Rewrite all the lines, changing "Provide one dot" to "Place one marker" wherever it occurs and leaving everything else the same.

---------- Source records

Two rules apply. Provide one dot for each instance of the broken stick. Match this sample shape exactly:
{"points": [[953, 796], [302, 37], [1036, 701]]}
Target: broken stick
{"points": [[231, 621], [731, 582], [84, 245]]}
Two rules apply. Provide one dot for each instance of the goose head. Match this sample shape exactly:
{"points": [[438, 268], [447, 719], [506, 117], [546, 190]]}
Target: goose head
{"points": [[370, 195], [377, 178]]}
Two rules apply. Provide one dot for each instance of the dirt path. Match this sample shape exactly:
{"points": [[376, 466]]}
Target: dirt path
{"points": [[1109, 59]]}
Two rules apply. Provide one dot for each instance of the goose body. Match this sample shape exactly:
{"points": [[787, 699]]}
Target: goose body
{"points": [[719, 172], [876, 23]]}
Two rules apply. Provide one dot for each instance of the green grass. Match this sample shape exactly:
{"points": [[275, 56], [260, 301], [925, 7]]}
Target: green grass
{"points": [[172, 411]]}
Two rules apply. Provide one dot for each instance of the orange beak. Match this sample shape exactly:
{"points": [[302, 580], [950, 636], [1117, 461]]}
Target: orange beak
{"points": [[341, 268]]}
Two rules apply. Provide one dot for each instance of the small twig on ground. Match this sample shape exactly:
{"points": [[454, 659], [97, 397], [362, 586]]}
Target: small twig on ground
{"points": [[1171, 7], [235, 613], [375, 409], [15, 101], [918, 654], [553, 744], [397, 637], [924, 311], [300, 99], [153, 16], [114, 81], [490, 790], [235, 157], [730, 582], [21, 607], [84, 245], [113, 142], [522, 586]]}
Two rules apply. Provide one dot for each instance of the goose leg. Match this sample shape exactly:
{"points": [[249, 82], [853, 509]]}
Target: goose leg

--------------------

(Exercise answer)
Two rules apply. Place one marker for each instance of the broken stick. Match this sample shape exactly:
{"points": [[953, 796], [302, 37], [1036, 701]]}
Target: broken stick
{"points": [[231, 621], [731, 582], [84, 245]]}
Two rules apply. Place one marker for each instance of the goose head. Match this sample shape exactly:
{"points": [[438, 268], [447, 719], [506, 117], [546, 190]]}
Target: goose head
{"points": [[370, 195], [377, 178]]}
Two rules apply. Place one marker for each instance of the dirt path. Match this sample shape exactly:
{"points": [[376, 466]]}
Target: dirt path
{"points": [[1109, 59]]}
Two rules apply. Place one marker for each instance of the goose body. Match this sample shape exactly:
{"points": [[787, 699]]}
Target: goose body
{"points": [[719, 172], [876, 23]]}
Two rules apply. Place one marker for each instance of the green grass. Match this sample shape exactly:
{"points": [[275, 56], [260, 301], [925, 7]]}
Target: green grass
{"points": [[172, 411]]}
Two rules apply. Place one marker for each instance of the orange beak. Match this sample shape exactly:
{"points": [[302, 580], [950, 636], [1117, 461]]}
Target: orange beak
{"points": [[341, 268]]}
Two rules apply. Place one marker for each instance of the small twig on ground. Match this sample shape exactly:
{"points": [[454, 659], [97, 397], [362, 586]]}
Target: small twig on ground
{"points": [[1171, 7], [235, 613], [375, 409], [15, 101], [918, 654], [553, 744], [397, 637], [924, 311], [300, 99], [153, 16], [114, 81], [490, 790], [235, 157], [730, 582], [21, 607], [84, 245], [113, 142], [522, 586]]}
Two rules apply. Place one marker for each instance of the goose leg. Match this sample shape exactly:
{"points": [[249, 82], [853, 509]]}
Target: goose leg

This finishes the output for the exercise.